Task requirements —
- 1) Could you reproduce the Fallout interview word for word, from "Fallout creators Graham" to "and Walton Goggins."?
- 2) How would the Fallout interview carry on? Continue it from the point where it stops.

Text shown —
•••••

“Everything Under The Sun”: Fallout Show’s Game Lore & Easter Eggs Explained By Creators

“Everything Under The Sun”: Fallout Show’s Game Lore & Easter Eggs Explained By Creators

Fallout creators Graham Wagner and Geneva Robertson-Dworet explain the game lore and Easter eggs incorporated into the show. Based on the Bethesda video game franchise, the Prime Video series is set in the same post-apocalyptic world, but features an all-new story following a young Vault Dweller, a Ghoul, and a squire of the Brotherhood of Steel. The Fallout cast includes Ella Purnell, Aaron Moten, Kyle MacLachlan, Moisés Arias, Xelia Mendes-Jones, and Walton Goggins.

During an exclusive interview with Screen Rant ahead of the Fallout release date on April 10, Wagner and Robertson-Dworet explained the game lore and Easter eggs incorporated into the show. The creators discussed their personal experience with the games and their overall approach to adapting its lore. Check out their full comments below:

Robertson-Dworet: Well, we each have very different experiences of coming with it. Graham had come to the games back in ’97 with Fallout 1. But I had seen my husband play the games, and then when I was approached about Jonah in 2019 and his company, Kilter, let me know that they were in the process of getting the rights, I was like, “Well, I got to play these games myself.” So my focus was on three, four, and New Vegas. I want to be careful because Graham is going to get mad at me to say that doesn’t mean they were the preference within the Fallout canon. I think those are the best games. They just are the ones that I mainly played because Graham…

Wagner: My thing is express no preference because I love watching the internet guess and fight each other over, oh, it’s Fallout… It replicates factionalism as portrayed in the games so perfectly that there’s even a cabal of people who are like, “No more fighting.” That that’s the NCR of the fan base. I love it and I just don’t want put our thumb on the scale. But at the same time, yeah, I started playing in ’97. It was my first year of college, so I was living and four guys. And we’d all played, we’re all big arena fans and Daggerfall fans at that point. And yeah, it was described to us as it’s the guys from Arena, but they made an XCOM game, which is not a accurate really way to describe it, but it got us interested for sure. And I think no one lived in that house that year graduated from the University of Alberta. So we were in. We were in from the start. Yeah, we talked about everything under the sun for sure. I mean, it’s been three years of conversations.

•••••

Listed entries —

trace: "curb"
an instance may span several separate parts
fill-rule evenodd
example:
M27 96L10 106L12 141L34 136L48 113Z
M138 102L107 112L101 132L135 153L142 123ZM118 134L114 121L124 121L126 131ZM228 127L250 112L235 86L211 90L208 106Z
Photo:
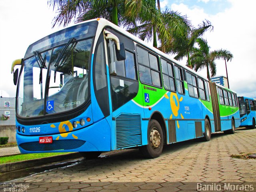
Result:
M0 145L0 148L17 147L17 146L18 146L18 145L17 144L12 144L10 145Z
M19 169L34 167L39 165L53 163L68 159L74 159L82 157L78 152L70 154L60 155L49 157L40 158L39 159L26 160L25 161L7 163L0 165L1 173L14 171Z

•••••

Answers provided —
- 1)
Fallout creators Graham Wagner and Geneva Robertson-Dworet explain the game lore and Easter eggs incorporated into the show. Based on the Bethesda video game franchise, the Prime Video series is set in the same post-apocalyptic world, but features an all-new story following a young Vault Dweller, a Ghoul, and a squire of the Brotherhood of Steel. The Fallout cast includes Ella Purnell, Aaron Moten, Kyle MacLachlan, Moisés Arias, Xelia Mendes-Jones, and Walton Goggins.

- 2)
Robertson-Dworet: Graham and I started working on this, by the way, during COVID. So there was a lot of time for us to talk about 5 million ideas. We’ve been working on this since 2019.

Wagner: Yeah, we feel like we’ve nodded, homaged the f—k out of this thing without hunkering down and setting something in something that’s in canonical situations, because that gets dicey. And we feel like we’re kind of dancing between the raindrops in terms of not acknowledging any canonical endings. And you’ll let us know how we did on that front, but yeah, we had the time, so hopefully we didn’t f—k it up.

The Fallout Show’s Game Lore & Easter Eggs Explained

The Prime Video series was built by Wagner and Robertson-Dworet on over 25 years of video game lore dating back to the first Fallout game from 1997. Within this world, this lore concerns the creation of Vaults by Vault-Tec, nuclear war, a post-apocalyptic world, and the surviving factions. The Fallout show takes place within the same continuity as the games, with each main character representing a main faction – the Vault Dweller Lucy, Brotherhood of Steel member Maximus, and a Ghoul.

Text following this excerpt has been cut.